Re: Declarative Workflow update & shorthand/DSL

Alex Heneveld Fri, 23 Sep 2022 07:08:03 -0700

Thanks Geoff.  I've had informal feedback from others in favour of the list
approach, and in my trials it is working nice.  I will apply the changes in
the docs and PRs.


Two other things:

* Geoff's comment made me wonder about having a "function" step, where
within a workflow one could define a local function.  I'm thinking *not*
for just now, but FYI it would not be too hard to add.

* The semantics of referencing a sensor which isn't yet "ready" is
ambiguous.  Do we wait, or return null, or give an error.  By default it
blocks but this feels wrong.  I think we should (1) add a new `wait` step
which allows waiting for a value, and (2) give an error when used elsewhere
(which is also the behaviour if you reference a non-existent key in a map),
and (3) support as part of local variables (only) i.e. `let` some limited
evaluation, including the `??` nullish operator which forgives an error on
the LHS (and basic maths)

▸ **Exercises to complete**
1. In the workflow post, what new step does the author propose for waiting on a sensor value?
2. Carry on with the workflow post from the point where it stops.
The data placed after the workflow post is separate material.

▸ **Stored data**

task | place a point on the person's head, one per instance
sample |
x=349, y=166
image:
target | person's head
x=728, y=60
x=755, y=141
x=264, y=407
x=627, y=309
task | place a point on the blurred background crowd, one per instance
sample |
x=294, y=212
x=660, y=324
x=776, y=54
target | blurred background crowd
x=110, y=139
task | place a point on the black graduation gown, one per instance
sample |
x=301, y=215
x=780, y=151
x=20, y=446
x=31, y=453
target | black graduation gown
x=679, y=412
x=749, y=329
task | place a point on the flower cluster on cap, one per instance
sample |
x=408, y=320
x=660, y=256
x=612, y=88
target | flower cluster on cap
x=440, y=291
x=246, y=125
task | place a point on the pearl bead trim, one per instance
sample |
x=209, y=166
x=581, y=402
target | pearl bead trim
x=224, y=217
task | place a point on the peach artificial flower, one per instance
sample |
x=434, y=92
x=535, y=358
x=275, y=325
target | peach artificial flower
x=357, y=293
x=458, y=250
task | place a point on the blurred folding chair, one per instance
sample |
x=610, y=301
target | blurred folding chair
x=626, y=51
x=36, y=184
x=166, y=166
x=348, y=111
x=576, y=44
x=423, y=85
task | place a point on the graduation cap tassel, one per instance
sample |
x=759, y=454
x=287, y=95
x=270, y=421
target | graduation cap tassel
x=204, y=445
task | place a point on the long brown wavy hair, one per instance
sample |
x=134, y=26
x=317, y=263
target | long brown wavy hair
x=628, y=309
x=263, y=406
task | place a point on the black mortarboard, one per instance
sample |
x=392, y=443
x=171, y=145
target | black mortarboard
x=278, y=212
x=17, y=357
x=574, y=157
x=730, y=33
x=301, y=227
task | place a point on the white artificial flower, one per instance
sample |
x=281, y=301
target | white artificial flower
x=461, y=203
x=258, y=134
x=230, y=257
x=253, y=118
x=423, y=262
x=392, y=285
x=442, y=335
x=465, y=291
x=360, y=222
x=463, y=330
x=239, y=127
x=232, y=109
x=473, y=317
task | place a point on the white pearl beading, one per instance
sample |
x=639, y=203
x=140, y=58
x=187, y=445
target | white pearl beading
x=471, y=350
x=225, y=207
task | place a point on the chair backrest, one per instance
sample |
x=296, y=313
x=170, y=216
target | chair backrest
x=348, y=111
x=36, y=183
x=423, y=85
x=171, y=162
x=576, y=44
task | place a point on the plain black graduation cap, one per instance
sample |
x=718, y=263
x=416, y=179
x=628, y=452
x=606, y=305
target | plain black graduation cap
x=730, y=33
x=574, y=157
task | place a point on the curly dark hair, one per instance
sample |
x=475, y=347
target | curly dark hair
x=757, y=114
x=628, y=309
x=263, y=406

▸ **Task-by-task results**
1. A `wait` step.

2.
A bit more detail on that last, it would allow:

- let x = ${entity.sensor.DoesNotExist} ?? 0
- let x = x + 1

But it would give an error if you reference it in log or other commands:

- log the value is ${entity.sensor.DoesNotExist}

Best
Alex


On Wed, 21 Sept 2022 at 20:35, Geoff Macartney <[email protected]> wrote:

> Hi Alex, Mykola,
>
> By the way I should mention that I'm very busy in the evenings this week so
> might not get to look at the latest PR for a while. By all means go ahead
> and merge it if Mykola and/or others are happy with it, no need to wait for
> me.
>
> Cheers
> Geoff
>
>
> On Tue, 20 Sept 2022, 22:20 Geoff Macartney, <[email protected]> wrote:
>
> > Hi Alex,
> >
> > +1 This updated proposal looks good - I do think the list based
> > approach will be simpler and less error prone, and the fact that you
> > will support an optional `id` anyway, if that is desired, means it
> > retains much of the flexibility of the map based approach. The custom
> > workflow step looks a little like the "functions" that we discussed
> > previously. Putting this all together will be pretty powerful.
> >
> > Will try to get a look at the latest PR if I can.
> >
> > Cheers
> > Geoff
> >
> >
> > On Mon, 19 Sept 2022 at 17:31, Alex Heneveld <[email protected]> wrote:
> > >
> > > Geoff-  Thanks.  Comments addressed in #1361 along with a major
> addition
> > to
> > > support variables -- inputs/outputs/etc.
> > >
> > > All-  One of the points Geoff makes concerns how steps are defined.  I
> > > think along with other comments that tips the balance in favour of
> > > revisiting how steps are defined.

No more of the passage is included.